[Phrase grounding data]
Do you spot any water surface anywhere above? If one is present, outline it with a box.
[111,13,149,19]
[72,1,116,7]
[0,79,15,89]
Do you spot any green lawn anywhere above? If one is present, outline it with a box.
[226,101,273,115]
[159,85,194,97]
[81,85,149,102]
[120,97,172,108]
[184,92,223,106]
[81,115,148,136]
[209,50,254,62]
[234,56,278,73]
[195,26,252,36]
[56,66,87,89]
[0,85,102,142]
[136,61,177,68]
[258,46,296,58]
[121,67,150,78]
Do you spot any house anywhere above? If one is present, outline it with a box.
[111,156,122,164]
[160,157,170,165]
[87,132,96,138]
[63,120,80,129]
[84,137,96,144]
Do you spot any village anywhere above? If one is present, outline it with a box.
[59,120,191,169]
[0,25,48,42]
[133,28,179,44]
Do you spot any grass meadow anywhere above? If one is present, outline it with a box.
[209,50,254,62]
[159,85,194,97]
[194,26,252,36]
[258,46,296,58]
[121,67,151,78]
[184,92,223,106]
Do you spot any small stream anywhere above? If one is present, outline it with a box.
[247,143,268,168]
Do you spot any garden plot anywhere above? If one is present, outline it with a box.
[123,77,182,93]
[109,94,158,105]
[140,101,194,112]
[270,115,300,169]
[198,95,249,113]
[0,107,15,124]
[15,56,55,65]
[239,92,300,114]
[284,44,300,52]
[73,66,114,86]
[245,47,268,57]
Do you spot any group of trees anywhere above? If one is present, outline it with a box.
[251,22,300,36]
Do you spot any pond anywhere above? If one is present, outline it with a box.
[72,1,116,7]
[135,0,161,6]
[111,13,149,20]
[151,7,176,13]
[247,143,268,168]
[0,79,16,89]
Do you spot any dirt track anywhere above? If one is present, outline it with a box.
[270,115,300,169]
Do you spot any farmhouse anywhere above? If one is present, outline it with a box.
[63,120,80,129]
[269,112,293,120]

## What you are asked to do
Once you have read the records above, output each of them verbatim.

## Your solution
Do you spot any water surface anywhere above? If one is present, outline it with a box.
[111,13,149,19]
[72,1,116,7]
[0,79,15,89]
Do you spot any green lawn anywhere above? If one is present, outline it with a box.
[226,101,273,115]
[159,85,194,97]
[81,85,149,102]
[120,97,172,108]
[184,92,223,106]
[81,115,148,136]
[209,50,254,62]
[234,56,278,73]
[195,26,252,36]
[56,66,87,89]
[0,85,102,142]
[136,61,177,68]
[258,46,296,58]
[121,67,150,78]
Do you spot any house anywhere above? If one is present, outline it with a box.
[111,156,122,164]
[160,157,170,165]
[87,132,96,138]
[63,120,80,129]
[84,137,96,144]
Do you spot any village anywhere above? If one is present, outline it with a box.
[59,120,191,169]
[0,25,48,42]
[133,28,179,44]
Do you spot any grass meadow anywhere above? If one is present, outline it with a box.
[209,50,254,62]
[159,85,194,97]
[194,26,252,36]
[258,46,296,58]
[121,67,151,78]
[184,92,223,106]
Do you spot any small stream anywhere above? If one is present, outline it with a box.
[247,143,268,168]
Do you spot any garden plot anywhere above? If one is present, outline it with a box.
[123,77,182,93]
[109,94,158,105]
[140,101,194,112]
[270,115,300,169]
[198,95,249,113]
[0,107,15,124]
[15,56,55,65]
[239,92,300,114]
[284,44,300,52]
[73,66,114,86]
[245,47,268,57]
Do you spot any group of trees anywhere above? If one is present, outline it with a box.
[251,22,300,36]
Do you spot any pond anywhere above? If one is present, outline it with a box.
[72,1,116,7]
[135,0,161,6]
[111,13,149,20]
[151,7,176,13]
[247,143,268,168]
[0,79,16,89]
Do you spot any dirt track anywhere above? If one is present, outline it with a box.
[270,115,300,169]
Do you spot any farmhouse anywhere above? If one is present, outline it with a box.
[63,120,80,129]
[269,112,293,120]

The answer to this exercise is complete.